What this task involves —
Can you repeat the material below word for word, starting at the line that contains "Reviewer note: every instance of the jacket collar" and continuing through the end of the material?

Given data —
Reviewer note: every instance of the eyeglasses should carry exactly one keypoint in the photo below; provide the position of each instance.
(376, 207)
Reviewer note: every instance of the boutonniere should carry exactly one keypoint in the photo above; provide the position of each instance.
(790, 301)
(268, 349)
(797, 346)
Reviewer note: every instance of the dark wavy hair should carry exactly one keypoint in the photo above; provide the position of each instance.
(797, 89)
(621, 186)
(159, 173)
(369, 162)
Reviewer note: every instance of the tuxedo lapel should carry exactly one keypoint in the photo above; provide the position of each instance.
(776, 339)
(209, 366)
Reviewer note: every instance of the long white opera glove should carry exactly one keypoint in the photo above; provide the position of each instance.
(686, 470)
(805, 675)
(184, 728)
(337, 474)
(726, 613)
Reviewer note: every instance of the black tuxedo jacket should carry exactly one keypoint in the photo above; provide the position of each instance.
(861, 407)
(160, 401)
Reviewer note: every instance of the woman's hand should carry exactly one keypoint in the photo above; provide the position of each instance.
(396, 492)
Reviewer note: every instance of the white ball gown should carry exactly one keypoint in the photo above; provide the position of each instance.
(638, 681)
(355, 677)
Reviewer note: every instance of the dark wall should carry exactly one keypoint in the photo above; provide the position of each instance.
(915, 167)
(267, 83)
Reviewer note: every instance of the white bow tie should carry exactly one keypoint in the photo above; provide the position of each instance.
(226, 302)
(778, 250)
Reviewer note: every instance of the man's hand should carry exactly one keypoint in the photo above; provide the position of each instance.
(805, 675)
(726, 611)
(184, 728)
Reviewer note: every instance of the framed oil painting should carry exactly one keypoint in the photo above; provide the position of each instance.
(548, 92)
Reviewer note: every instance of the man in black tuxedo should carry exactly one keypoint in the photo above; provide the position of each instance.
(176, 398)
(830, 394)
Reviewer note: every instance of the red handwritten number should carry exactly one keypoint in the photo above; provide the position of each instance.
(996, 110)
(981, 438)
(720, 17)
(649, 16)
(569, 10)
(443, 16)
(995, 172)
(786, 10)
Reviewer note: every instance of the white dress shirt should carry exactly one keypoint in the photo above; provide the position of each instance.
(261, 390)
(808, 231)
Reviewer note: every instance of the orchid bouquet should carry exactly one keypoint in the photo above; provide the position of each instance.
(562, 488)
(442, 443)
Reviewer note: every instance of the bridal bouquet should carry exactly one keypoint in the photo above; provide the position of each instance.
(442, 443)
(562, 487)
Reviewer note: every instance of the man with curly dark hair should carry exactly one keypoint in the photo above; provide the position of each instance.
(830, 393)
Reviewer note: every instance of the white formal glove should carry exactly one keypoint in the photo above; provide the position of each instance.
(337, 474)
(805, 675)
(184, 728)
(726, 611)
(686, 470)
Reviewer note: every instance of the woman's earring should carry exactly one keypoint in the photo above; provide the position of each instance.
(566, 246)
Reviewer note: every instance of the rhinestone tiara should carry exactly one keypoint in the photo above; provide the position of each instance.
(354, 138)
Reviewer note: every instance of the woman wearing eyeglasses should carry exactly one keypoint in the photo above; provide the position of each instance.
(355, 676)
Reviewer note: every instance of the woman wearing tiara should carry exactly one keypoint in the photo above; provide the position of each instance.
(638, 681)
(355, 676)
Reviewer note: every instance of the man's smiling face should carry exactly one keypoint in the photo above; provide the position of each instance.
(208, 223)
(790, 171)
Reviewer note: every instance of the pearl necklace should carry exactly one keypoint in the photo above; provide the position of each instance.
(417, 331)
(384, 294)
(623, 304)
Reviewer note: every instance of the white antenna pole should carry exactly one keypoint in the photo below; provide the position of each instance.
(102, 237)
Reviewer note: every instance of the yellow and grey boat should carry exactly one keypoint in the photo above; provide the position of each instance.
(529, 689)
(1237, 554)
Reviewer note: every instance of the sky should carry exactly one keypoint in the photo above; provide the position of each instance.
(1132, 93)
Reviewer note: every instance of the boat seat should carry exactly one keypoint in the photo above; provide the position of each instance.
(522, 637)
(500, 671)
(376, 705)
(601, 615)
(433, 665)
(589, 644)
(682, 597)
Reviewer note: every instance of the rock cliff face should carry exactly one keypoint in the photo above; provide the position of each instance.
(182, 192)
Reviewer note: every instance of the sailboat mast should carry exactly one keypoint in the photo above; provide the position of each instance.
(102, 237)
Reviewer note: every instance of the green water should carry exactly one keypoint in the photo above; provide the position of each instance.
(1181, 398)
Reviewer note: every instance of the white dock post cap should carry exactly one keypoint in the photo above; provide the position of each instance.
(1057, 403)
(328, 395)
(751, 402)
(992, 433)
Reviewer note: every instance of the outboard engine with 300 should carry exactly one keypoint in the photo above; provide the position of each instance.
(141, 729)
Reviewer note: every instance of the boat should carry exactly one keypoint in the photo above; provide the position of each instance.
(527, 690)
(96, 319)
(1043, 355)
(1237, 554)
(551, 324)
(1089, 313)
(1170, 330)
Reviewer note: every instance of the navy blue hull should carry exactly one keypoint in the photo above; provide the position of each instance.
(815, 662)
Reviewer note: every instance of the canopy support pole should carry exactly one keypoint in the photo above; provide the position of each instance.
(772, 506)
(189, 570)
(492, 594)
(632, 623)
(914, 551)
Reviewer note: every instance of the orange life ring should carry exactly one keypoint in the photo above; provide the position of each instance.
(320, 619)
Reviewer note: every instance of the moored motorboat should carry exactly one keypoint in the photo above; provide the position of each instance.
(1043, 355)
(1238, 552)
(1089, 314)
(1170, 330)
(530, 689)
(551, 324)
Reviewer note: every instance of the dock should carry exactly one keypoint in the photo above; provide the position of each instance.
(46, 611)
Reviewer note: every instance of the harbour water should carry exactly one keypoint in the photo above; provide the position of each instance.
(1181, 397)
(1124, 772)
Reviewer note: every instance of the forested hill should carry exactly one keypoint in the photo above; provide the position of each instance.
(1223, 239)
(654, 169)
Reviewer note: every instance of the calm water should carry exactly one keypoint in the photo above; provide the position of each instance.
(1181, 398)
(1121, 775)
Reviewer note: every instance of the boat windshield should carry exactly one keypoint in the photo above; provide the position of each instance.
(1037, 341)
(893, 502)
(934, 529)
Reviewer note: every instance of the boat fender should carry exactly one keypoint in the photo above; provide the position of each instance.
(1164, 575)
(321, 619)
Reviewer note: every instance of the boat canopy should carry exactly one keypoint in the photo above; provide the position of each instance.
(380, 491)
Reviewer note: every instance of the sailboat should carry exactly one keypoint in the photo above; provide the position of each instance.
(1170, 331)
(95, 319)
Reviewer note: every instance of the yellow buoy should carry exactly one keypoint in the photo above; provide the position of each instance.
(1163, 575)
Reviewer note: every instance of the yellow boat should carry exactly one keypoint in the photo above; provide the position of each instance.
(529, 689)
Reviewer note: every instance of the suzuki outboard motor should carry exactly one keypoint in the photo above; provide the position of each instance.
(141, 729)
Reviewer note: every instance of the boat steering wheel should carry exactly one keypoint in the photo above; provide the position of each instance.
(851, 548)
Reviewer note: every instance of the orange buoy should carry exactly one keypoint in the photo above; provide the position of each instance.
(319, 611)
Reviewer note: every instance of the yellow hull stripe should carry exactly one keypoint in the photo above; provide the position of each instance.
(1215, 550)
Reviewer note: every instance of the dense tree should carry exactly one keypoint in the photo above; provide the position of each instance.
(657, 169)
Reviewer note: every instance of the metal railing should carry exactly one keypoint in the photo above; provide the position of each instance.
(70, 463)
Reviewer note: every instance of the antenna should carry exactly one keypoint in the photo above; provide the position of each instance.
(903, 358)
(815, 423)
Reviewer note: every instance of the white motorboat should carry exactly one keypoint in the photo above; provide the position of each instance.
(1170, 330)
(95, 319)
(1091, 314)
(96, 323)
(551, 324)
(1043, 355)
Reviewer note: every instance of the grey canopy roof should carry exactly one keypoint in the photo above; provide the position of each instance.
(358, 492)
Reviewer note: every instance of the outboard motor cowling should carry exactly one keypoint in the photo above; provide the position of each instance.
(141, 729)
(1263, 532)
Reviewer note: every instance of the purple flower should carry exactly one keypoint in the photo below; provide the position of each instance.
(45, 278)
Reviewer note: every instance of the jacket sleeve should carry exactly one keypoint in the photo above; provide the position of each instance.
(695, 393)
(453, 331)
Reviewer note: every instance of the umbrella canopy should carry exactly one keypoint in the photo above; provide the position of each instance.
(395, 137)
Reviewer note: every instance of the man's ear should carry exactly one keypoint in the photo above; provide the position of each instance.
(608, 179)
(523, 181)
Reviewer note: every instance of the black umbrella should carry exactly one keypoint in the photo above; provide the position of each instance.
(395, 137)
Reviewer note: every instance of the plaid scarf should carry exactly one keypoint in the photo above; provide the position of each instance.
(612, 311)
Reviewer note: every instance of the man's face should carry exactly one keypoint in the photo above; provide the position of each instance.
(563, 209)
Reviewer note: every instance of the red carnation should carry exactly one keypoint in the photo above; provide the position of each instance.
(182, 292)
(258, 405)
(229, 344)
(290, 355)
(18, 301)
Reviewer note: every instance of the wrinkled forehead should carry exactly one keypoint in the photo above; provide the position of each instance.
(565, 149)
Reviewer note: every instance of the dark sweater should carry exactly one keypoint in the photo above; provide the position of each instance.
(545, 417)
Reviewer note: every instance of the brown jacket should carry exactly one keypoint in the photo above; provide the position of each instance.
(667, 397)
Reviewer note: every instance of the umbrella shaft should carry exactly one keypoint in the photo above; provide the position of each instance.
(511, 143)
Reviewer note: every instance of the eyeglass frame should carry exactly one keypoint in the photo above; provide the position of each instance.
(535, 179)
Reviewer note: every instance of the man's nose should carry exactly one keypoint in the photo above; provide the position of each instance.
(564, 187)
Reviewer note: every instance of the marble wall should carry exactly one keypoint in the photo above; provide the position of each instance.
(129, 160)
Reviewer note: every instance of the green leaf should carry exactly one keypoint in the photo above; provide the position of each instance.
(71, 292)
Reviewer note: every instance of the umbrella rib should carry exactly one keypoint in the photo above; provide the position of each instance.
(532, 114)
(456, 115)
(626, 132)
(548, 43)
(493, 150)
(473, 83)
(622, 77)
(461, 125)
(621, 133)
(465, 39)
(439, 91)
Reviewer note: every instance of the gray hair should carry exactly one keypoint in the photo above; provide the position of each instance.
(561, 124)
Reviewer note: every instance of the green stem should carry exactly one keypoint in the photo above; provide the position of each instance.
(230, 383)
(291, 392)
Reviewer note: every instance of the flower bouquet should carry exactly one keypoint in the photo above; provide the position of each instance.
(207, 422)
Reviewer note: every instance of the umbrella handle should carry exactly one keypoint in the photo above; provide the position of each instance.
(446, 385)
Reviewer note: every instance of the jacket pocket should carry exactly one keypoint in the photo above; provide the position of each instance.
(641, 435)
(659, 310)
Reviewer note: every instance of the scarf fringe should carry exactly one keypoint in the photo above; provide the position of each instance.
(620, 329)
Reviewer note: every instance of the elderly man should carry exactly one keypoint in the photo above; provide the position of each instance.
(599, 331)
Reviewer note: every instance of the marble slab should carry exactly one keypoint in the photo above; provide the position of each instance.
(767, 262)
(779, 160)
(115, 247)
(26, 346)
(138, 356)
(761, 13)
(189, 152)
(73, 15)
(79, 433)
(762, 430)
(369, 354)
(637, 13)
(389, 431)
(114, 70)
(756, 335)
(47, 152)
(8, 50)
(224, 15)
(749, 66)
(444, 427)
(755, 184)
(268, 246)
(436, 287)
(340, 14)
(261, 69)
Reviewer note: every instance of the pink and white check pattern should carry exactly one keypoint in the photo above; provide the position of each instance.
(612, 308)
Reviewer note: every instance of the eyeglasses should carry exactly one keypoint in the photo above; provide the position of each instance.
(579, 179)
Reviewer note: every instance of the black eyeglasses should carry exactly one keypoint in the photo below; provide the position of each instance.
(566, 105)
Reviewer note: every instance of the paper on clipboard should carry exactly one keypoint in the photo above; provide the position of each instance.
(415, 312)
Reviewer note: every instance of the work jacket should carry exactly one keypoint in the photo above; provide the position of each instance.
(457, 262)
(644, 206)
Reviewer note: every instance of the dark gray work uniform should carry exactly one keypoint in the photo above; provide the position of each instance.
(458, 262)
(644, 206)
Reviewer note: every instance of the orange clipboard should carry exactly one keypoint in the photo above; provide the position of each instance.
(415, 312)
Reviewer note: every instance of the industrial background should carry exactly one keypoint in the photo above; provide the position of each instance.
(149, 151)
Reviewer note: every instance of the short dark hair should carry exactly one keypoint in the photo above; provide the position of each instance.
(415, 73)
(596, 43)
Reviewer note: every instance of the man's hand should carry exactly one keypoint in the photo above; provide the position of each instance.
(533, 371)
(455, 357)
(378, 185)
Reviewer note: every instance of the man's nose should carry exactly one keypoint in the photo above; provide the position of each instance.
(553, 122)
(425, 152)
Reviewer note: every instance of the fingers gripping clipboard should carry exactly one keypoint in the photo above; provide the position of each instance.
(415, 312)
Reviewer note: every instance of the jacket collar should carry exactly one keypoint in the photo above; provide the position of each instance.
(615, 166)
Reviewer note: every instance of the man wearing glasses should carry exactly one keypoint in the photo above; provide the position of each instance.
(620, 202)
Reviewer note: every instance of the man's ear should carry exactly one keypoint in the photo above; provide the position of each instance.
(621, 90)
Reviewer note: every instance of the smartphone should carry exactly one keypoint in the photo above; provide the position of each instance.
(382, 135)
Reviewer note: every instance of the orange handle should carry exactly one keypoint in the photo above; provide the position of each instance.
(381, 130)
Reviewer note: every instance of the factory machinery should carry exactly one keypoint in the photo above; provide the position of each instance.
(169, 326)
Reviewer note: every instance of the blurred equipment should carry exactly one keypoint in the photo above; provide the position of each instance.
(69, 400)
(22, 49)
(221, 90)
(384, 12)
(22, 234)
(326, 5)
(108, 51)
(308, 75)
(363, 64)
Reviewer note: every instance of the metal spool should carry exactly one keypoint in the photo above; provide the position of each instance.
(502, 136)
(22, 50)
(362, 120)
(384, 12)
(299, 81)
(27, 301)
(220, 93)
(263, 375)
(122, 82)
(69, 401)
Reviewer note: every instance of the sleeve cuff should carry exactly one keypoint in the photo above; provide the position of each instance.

Final result —
Reviewer note: every instance of the jacket collar should carry exactly one keypoint in the photo above; provide the position of each instance.
(615, 166)
Reviewer note: every instance of the man wearing glasses should carry exactly one keypoint in the photo above; provide the position of each instance.
(620, 202)
Reviewer note: every instance of the man's ear should carry exactly one keypoint in the photo above; provide the position of each instance.
(621, 90)
Reviewer note: every instance of the smartphone should carry exactly one keypoint in the photo above; provide the position of each instance.
(382, 135)
Reviewer note: every instance of the orange handle should carry exactly one keypoint in the photo above; provide the position of each instance.
(381, 130)
Reviewer note: every instance of the factory machinery should carry exactly one keypoint in the photo above; provide the position of each instance.
(169, 326)
Reviewer note: every instance of the blurred equipment should carry exactly one keypoint in the photo above; provide the position of each instance.
(69, 400)
(22, 49)
(221, 90)
(384, 12)
(22, 234)
(326, 5)
(108, 51)
(308, 75)
(363, 64)
Reviewer note: every instance of the metal spool should carry exactly one keypoint in the photo above; provide the position of each instance.
(502, 136)
(22, 50)
(362, 120)
(384, 12)
(299, 81)
(27, 301)
(220, 93)
(263, 375)
(122, 82)
(69, 401)
Reviewer note: every instance of the sleeve cuff should carry exactly one keypoint in the photo above; provide the position of each instance.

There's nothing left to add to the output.